### SET TASK
Please swap each "indicate" in the listing below for "mark" and write out the whole listing again with nothing else changed, leaving the pictures out.

Location annotation dataset excerpts
============================================================

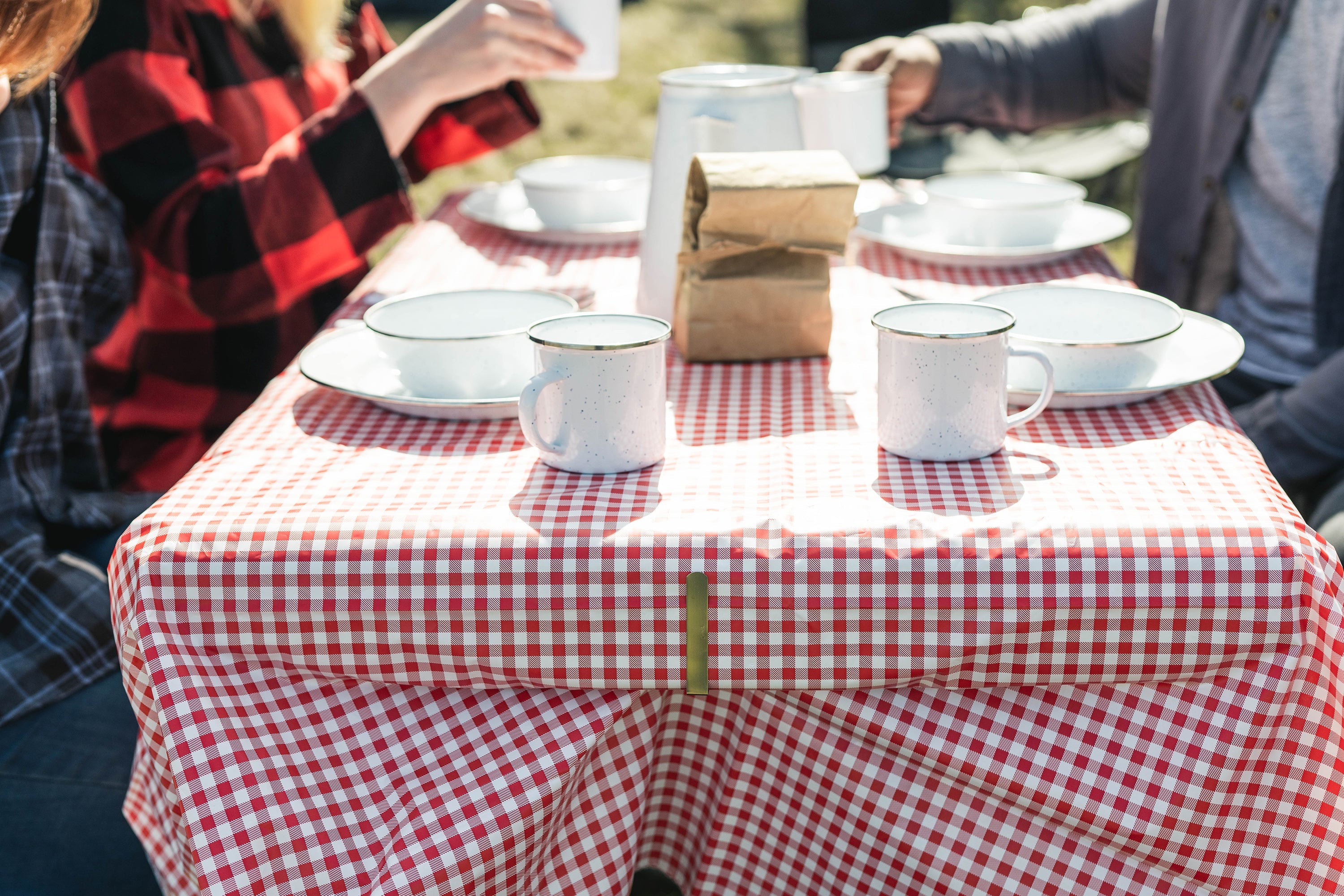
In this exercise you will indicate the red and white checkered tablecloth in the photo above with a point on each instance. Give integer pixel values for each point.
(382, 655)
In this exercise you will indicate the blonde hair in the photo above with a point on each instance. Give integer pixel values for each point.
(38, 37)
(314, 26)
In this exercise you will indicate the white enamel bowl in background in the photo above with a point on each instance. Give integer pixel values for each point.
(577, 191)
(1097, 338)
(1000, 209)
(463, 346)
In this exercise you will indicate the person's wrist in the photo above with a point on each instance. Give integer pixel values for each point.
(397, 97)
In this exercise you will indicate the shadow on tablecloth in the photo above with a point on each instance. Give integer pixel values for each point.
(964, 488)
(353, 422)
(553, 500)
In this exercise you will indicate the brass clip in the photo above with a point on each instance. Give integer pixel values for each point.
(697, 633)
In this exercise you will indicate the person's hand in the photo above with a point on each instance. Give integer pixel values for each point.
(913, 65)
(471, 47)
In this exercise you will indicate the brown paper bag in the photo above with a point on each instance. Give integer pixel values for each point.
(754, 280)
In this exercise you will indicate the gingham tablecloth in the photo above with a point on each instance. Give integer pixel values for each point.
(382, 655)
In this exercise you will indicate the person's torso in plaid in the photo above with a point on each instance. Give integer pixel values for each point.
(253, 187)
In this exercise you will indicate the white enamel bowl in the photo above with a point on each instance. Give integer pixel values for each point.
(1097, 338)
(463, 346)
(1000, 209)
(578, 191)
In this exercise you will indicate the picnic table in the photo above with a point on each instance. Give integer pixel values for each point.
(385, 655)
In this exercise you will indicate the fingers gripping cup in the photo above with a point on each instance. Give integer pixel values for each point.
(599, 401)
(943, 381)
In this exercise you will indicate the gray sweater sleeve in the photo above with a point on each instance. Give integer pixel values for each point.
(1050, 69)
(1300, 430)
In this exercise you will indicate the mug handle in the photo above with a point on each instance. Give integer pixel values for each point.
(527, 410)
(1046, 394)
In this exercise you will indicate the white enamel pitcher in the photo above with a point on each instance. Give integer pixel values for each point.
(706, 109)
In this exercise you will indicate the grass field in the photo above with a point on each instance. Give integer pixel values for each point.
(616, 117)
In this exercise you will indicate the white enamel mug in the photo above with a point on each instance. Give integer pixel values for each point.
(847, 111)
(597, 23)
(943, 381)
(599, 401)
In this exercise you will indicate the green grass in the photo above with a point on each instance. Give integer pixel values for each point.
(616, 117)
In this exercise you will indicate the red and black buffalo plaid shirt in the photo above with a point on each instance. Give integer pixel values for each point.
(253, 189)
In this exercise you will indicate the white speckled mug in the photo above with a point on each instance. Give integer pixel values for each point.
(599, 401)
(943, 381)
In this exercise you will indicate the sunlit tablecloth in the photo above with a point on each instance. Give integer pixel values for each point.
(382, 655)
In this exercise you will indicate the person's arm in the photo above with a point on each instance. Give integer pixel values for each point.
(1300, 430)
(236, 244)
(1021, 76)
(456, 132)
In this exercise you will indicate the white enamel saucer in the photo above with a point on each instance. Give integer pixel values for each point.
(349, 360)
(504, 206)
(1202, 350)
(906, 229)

============================================================

### SOLUTION TO THE PROBLEM
In this exercise you will mark the red and white checkered tablecloth in the photo above with a point on each instance. Give integer pixel values for each point.
(382, 655)
In this exercise you will mark the blonde hair in the photo above with a point on each instance. Give integer pixel values for each point.
(38, 37)
(314, 26)
In this exercise you will mark the white enamel bowl in background in the photo above with a point on each instance. Give integer pixel values for each point.
(577, 191)
(1097, 338)
(1000, 209)
(463, 346)
In this exercise you will mark the person's wrist in the photo above with a point on each instance. Give integer pixel values for each point.
(397, 97)
In this exercise you will mark the shadow on tablecloth in the photo above with a point on each instance. Give integer pixel values for each point.
(964, 488)
(353, 422)
(553, 500)
In this exercise you will mark the brass clip in the photo above with a point on each instance. Give integer pixel values for each point.
(697, 633)
In this exercise you will mark the person's hand in the photo above with a point on each instance. Give integer pixel values for each point.
(913, 65)
(471, 47)
In this exercise you will mark the brown paper bag in the photo above with a point on each instance. Give integer pixel values for each point.
(754, 280)
In this exercise you will mark the gingham tablecloth in the photo above with a point on each instance. Give integer pixel values for each point.
(382, 655)
In this exercise you will mark the person's torso in plaid in the photo above with a point on each instance. Give integer pixel values for each point.
(253, 187)
In this exercise you will mark the white enamel bowl in the photo above with a point on each instance. Give integer pixel values for each point.
(1097, 338)
(463, 346)
(1000, 209)
(578, 191)
In this exercise you will mark the picnic table in the photo above with a point on each instance. Give integer pixel values for each point.
(385, 655)
In this exercise you will mark the fingers gripping cup in the photo above with a point on each instance. Give integer pixel values for each point.
(599, 401)
(943, 381)
In this exercise you will mark the gray sweater sleeve in the photo above with a point on each instance. Give integer pixel values for each point.
(1050, 69)
(1300, 430)
In this exercise you will mark the mug handle in the photo above with a point on each instance. Give integer pixel values for each point.
(527, 410)
(1046, 394)
In this exercise you will mark the white enamel pitcher in the photo above with a point on each instance. Give integer pixel values for each point.
(706, 109)
In this exercise you will mark the grass field in the photo above with a point on each instance. Give integer pixel values for each point.
(616, 117)
In this exercise you will mark the white enamel mug in the photo above with a point on each instance. Give integer pixel values for each point.
(847, 111)
(597, 23)
(943, 381)
(599, 401)
In this exercise you will mark the green grass in the photo above with a point on each instance. Give integer pixel values for each point.
(616, 117)
In this exercise you will mark the red and black buffalo plaid shirt in the photo above with a point on each instance. Give integer pixel values for each point.
(253, 189)
In this exercise you will mark the white speckled mug in the photo above with a point on each instance. Give integer pixel values for each point.
(599, 401)
(943, 381)
In this exercise you will mark the sunlit tablecloth in the photo above with a point on each instance. Give integer pixel values for each point.
(382, 655)
In this exercise you will mark the person's arm in the photo above with a point on each instance. Give integer pixel values for each point.
(1300, 430)
(236, 244)
(1021, 76)
(456, 132)
In this exercise you will mark the white enamel saucer in the photo above with a point on each instance. Give integer pixel values for each point.
(349, 360)
(504, 206)
(1202, 350)
(906, 229)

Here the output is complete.